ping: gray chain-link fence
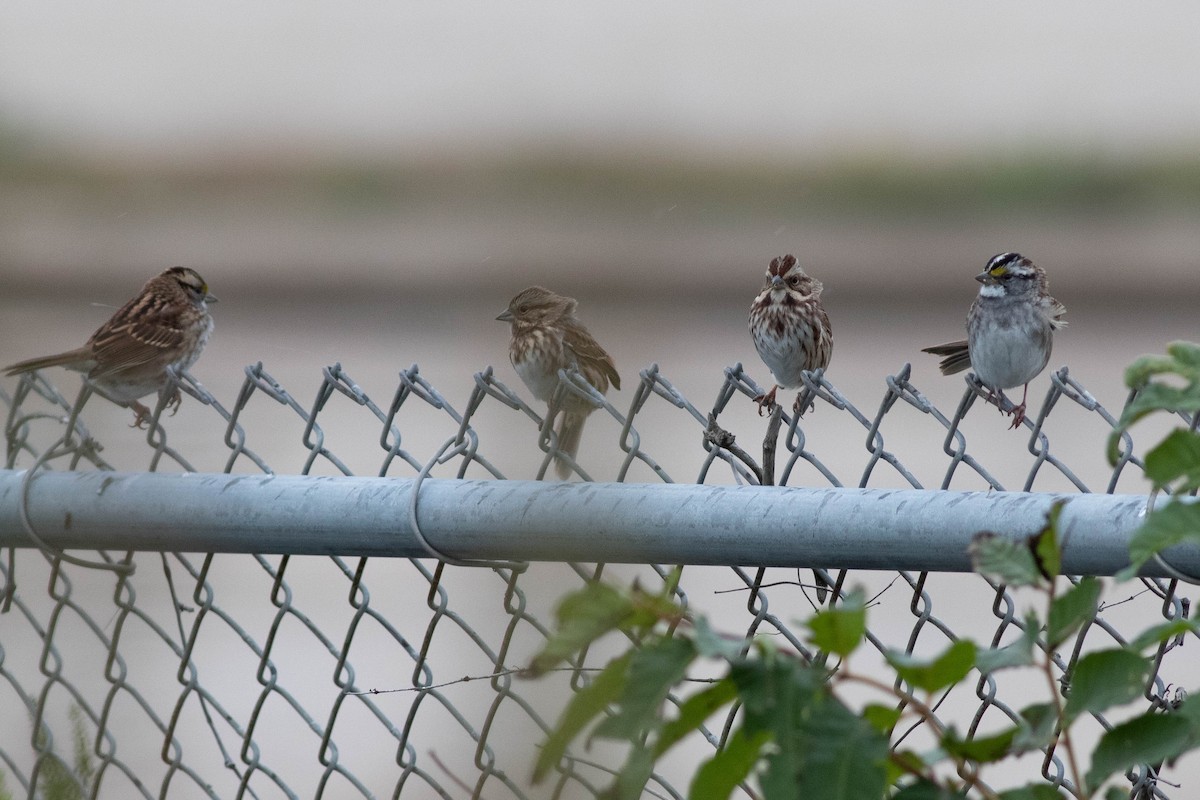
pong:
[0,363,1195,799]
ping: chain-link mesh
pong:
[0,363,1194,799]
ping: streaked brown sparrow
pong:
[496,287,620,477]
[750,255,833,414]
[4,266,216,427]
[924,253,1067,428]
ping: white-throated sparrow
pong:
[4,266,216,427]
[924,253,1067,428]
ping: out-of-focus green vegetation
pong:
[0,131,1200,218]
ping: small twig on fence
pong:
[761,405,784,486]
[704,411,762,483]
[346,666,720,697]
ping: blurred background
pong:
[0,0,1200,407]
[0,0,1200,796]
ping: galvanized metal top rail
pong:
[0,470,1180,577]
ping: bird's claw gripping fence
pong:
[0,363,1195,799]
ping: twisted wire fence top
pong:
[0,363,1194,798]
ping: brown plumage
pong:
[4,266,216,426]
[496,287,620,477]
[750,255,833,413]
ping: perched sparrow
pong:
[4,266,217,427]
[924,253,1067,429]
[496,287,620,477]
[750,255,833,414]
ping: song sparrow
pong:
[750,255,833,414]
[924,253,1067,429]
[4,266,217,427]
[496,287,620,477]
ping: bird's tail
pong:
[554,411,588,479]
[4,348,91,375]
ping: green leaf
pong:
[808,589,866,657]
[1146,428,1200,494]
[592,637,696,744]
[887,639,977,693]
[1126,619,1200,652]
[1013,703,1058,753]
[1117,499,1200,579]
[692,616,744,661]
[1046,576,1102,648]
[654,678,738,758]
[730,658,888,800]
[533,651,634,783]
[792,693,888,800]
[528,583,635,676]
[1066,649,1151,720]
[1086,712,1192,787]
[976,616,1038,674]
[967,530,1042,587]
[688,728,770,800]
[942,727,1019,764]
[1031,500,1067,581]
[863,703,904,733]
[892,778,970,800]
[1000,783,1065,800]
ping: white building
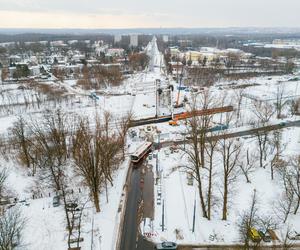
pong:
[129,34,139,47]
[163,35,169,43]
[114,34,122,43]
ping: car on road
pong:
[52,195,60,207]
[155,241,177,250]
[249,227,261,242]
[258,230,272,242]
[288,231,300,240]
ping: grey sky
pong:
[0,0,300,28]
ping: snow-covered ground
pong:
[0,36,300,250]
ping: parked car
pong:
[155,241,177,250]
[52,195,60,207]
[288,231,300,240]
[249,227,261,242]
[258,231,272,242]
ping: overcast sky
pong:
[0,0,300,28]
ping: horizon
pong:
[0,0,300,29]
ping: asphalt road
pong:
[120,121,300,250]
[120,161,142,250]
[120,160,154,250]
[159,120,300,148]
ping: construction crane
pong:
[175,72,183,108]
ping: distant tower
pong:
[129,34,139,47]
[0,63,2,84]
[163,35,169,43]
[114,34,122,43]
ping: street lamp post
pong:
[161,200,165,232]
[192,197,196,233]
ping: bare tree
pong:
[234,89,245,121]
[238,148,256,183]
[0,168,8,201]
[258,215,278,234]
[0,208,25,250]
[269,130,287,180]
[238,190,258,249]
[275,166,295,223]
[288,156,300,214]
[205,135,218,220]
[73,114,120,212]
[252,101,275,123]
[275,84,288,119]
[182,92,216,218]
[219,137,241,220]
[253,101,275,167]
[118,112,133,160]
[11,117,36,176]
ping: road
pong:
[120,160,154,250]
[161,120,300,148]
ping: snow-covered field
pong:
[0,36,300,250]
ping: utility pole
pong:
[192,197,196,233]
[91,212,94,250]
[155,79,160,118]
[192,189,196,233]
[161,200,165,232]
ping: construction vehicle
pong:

* Exercise directions
Scale the entries starting at "ping: car on road" and ending at "[159,120,300,148]" by rewriting every one of those lines, requests included. Multiply each bounding-box coordinate in the answers by 1.45 and round to whole numbers, with halves rounded up.

* Result
ping: car on road
pong:
[75,283,87,300]
[225,349,257,363]
[361,329,378,351]
[374,334,394,351]
[418,335,435,348]
ping: grey sky
pong:
[0,0,435,41]
ping: snow-covered ground
pong:
[0,52,435,363]
ping: parked car
pong:
[225,349,257,363]
[75,283,87,300]
[418,335,435,348]
[361,329,378,351]
[374,335,394,351]
ping: overcast sky
pong:
[0,0,435,41]
ping: horizon
pong:
[0,0,435,42]
ping: asphalt road
pong:
[174,175,435,363]
[174,233,206,363]
[174,232,223,363]
[231,174,435,215]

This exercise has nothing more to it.